▶ Assignment
Where a line below includes the word "ground", copy that line.

START Data shown

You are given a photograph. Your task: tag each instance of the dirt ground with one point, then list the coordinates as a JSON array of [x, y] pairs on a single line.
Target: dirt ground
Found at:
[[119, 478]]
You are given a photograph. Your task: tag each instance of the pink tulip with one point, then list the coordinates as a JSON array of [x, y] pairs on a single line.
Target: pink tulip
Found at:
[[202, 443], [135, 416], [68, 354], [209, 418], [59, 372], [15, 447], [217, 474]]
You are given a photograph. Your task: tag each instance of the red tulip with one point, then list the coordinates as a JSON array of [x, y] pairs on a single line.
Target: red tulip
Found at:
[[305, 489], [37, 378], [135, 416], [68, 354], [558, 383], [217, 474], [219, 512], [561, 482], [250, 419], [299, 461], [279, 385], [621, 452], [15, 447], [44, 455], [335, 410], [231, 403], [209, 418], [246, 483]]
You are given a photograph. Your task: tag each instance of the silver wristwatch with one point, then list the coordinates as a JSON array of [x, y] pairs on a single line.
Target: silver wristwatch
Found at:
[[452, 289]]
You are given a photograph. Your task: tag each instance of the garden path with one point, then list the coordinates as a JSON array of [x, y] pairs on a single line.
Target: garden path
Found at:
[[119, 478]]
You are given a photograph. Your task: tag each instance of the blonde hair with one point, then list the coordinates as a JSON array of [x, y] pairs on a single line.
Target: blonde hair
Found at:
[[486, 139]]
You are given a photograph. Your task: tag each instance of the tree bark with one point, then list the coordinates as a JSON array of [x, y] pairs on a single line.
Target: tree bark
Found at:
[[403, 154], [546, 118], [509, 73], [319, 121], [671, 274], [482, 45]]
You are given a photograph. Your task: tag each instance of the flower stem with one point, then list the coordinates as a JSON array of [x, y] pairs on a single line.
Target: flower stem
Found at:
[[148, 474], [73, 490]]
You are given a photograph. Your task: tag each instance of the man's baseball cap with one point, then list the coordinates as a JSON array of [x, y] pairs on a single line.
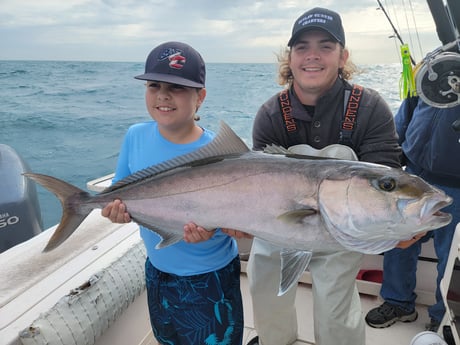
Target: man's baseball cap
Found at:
[[318, 18], [175, 63]]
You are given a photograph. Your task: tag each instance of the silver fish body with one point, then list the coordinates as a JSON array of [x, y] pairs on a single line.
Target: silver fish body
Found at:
[[303, 205]]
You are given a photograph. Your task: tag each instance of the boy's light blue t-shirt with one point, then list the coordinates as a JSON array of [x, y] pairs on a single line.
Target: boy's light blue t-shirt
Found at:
[[144, 146]]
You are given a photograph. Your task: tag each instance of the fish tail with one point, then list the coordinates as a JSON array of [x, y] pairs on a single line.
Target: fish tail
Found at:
[[72, 214]]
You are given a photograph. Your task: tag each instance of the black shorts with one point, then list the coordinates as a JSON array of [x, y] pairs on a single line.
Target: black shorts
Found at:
[[201, 309]]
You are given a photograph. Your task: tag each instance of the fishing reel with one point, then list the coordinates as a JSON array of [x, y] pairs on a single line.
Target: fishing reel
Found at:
[[437, 80]]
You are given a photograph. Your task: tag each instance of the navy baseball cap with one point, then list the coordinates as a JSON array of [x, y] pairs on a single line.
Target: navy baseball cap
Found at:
[[175, 63], [320, 19]]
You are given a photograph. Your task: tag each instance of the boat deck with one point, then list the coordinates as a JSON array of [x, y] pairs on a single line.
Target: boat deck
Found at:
[[91, 287]]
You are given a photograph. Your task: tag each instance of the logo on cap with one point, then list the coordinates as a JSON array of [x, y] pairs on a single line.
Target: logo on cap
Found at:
[[176, 60]]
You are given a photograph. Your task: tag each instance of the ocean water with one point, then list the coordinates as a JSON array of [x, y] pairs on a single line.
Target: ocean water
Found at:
[[68, 119]]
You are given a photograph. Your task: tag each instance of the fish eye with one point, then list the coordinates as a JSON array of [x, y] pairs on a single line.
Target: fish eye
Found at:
[[387, 184]]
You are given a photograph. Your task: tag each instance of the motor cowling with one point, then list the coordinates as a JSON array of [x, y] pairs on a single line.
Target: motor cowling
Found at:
[[20, 215]]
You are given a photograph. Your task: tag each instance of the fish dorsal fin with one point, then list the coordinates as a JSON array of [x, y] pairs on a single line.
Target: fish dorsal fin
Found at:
[[293, 264], [226, 143], [297, 216], [304, 151]]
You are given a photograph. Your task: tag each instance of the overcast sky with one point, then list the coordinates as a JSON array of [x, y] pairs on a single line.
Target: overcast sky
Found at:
[[221, 30]]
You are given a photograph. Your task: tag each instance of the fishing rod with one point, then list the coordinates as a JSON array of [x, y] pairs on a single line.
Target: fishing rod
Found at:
[[394, 28]]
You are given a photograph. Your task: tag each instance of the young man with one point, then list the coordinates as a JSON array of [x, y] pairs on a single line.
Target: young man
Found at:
[[315, 70], [193, 289], [430, 141]]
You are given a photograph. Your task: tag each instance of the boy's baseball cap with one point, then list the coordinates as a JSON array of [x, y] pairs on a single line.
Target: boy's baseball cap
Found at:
[[175, 63], [319, 18]]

END Data shown

▶ Task output
You are given a photograph. Your task: tag each instance of the dirt ground with one point, then list the coordinates as a JSON array of [x, y] pairs on a single line.
Target: dirt ground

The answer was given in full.